— Material to process —
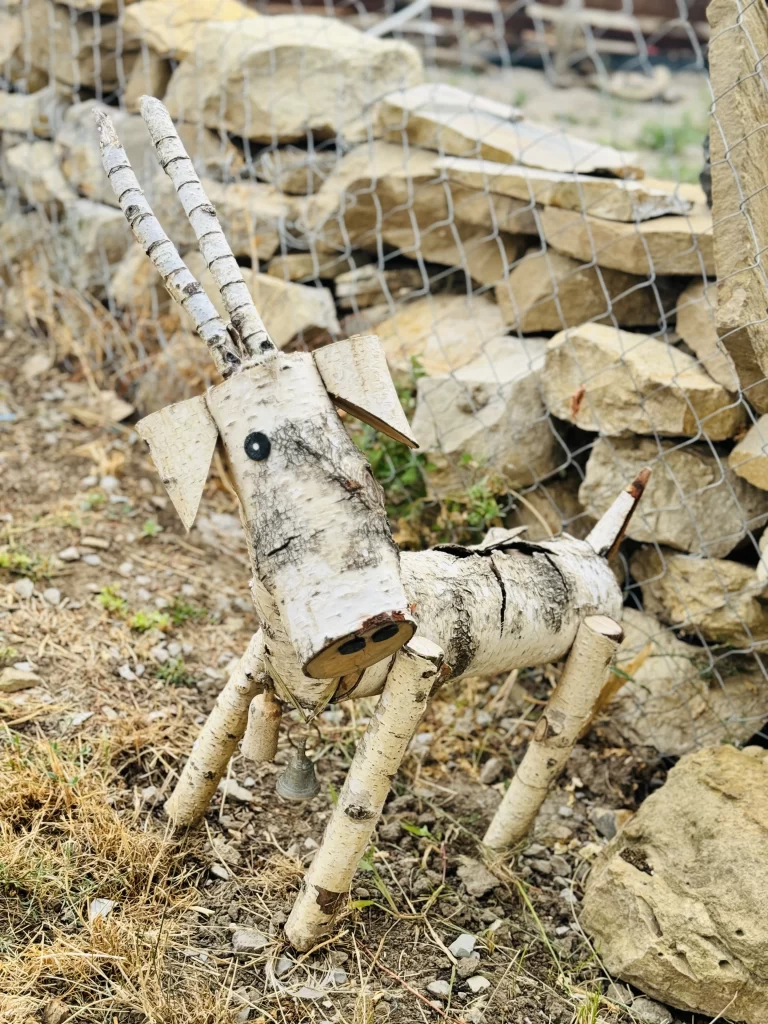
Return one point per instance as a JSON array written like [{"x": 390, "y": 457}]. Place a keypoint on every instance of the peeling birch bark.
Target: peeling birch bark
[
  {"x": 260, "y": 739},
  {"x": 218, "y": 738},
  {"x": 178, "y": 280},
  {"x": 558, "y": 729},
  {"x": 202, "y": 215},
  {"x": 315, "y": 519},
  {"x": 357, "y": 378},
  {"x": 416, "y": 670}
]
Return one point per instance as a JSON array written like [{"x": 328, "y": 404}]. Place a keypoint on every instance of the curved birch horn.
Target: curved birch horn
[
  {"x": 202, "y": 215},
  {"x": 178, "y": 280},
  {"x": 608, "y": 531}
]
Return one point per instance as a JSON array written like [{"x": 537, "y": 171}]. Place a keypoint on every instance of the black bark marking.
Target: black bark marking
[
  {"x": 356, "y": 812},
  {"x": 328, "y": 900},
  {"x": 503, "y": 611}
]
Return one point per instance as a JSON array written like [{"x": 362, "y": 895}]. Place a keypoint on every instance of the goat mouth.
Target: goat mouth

— What is needed —
Copy all of the lines above word for word, leaving out the pictures.

— Task answer —
Return one point per instance as a JSON array written like [{"x": 390, "y": 457}]. Place a keypoint on every instance of the peeling birch bark.
Target: peeling birch bark
[
  {"x": 260, "y": 739},
  {"x": 218, "y": 738},
  {"x": 178, "y": 280},
  {"x": 558, "y": 729},
  {"x": 202, "y": 215},
  {"x": 315, "y": 519},
  {"x": 357, "y": 378},
  {"x": 416, "y": 670}
]
Return one point per instance as a JSON array written like [{"x": 328, "y": 404}]. Place a keypoint on every instance of the curved birch horn.
Target: curved birch horn
[
  {"x": 202, "y": 215},
  {"x": 178, "y": 280},
  {"x": 608, "y": 531}
]
Return one point per instance as a JSON array written like [{"x": 537, "y": 171}]. Place a keypoint on every instance of the black bark marking.
Target: black bark marking
[
  {"x": 356, "y": 812},
  {"x": 328, "y": 900},
  {"x": 503, "y": 611}
]
Return one point per instance as a JSON array written like [{"x": 362, "y": 895}]. Place a keypoint on every instance of the goat mouth.
Target: goat mouth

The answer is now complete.